**SUPPLIED ENTRIES**
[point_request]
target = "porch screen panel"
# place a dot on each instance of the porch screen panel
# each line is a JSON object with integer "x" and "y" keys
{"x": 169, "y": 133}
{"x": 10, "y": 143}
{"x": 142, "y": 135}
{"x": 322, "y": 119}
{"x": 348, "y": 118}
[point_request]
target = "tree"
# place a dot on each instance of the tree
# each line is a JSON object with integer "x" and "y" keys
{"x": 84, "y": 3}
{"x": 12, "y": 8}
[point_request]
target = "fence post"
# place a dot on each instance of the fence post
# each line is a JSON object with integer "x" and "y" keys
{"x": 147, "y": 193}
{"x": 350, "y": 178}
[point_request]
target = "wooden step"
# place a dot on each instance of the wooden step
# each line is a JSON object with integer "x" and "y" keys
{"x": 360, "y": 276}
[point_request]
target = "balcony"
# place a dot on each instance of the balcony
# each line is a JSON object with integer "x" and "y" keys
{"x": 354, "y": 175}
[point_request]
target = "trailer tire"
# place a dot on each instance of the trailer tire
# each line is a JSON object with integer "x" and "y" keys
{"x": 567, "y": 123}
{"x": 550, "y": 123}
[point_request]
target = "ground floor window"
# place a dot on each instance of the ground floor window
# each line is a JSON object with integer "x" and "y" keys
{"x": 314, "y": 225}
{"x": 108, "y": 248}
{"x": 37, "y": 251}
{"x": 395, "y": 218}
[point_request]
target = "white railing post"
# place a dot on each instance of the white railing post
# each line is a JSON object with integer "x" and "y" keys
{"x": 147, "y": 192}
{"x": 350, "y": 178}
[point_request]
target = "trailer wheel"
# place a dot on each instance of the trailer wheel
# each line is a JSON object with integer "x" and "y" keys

**TASK DESCRIPTION**
Every record above should be copied exactly.

**EXERCISE ANSWER**
[point_request]
target = "porch screen panel"
# place a dot on each instance of the porch screen panel
# each line is a JSON object with integer "x" and "y" keys
{"x": 169, "y": 133}
{"x": 10, "y": 143}
{"x": 142, "y": 135}
{"x": 322, "y": 119}
{"x": 348, "y": 118}
[point_request]
target = "tree"
# place a dot on each instance of the tree
# each line is a JSON object with integer "x" and "y" keys
{"x": 84, "y": 3}
{"x": 12, "y": 8}
[point_request]
target = "fence post"
# place a dot on each instance of the fence post
# each line is a JSON object with integer "x" and "y" keys
{"x": 147, "y": 193}
{"x": 350, "y": 178}
[point_request]
target = "wooden step"
# place a dot on each instance of the wooden step
# each line is a JSON object with integer "x" and "y" keys
{"x": 360, "y": 276}
[point_request]
target = "balcony"
# place a dot on each instance of the balcony
# each line is a JSON object with integer "x" and "y" keys
{"x": 354, "y": 175}
[point_request]
target = "trailer tire"
# place a dot on each instance of the trailer tire
# each line is a JSON object with integer "x" and "y" keys
{"x": 567, "y": 123}
{"x": 550, "y": 123}
[point_request]
target = "ground floor window"
# place a dot on each instance of the ground floor window
# each line is a JSON object with integer "x" and "y" keys
{"x": 314, "y": 225}
{"x": 108, "y": 248}
{"x": 37, "y": 251}
{"x": 395, "y": 218}
[point_request]
target = "white railing post"
# place a dot on each instance of the white railing post
# each line is a JSON object with integer "x" and "y" keys
{"x": 147, "y": 192}
{"x": 350, "y": 178}
[point_request]
target = "trailer wheel"
# place a dot on each instance of the trailer wheel
# each line is a JSON object with integer "x" and "y" keys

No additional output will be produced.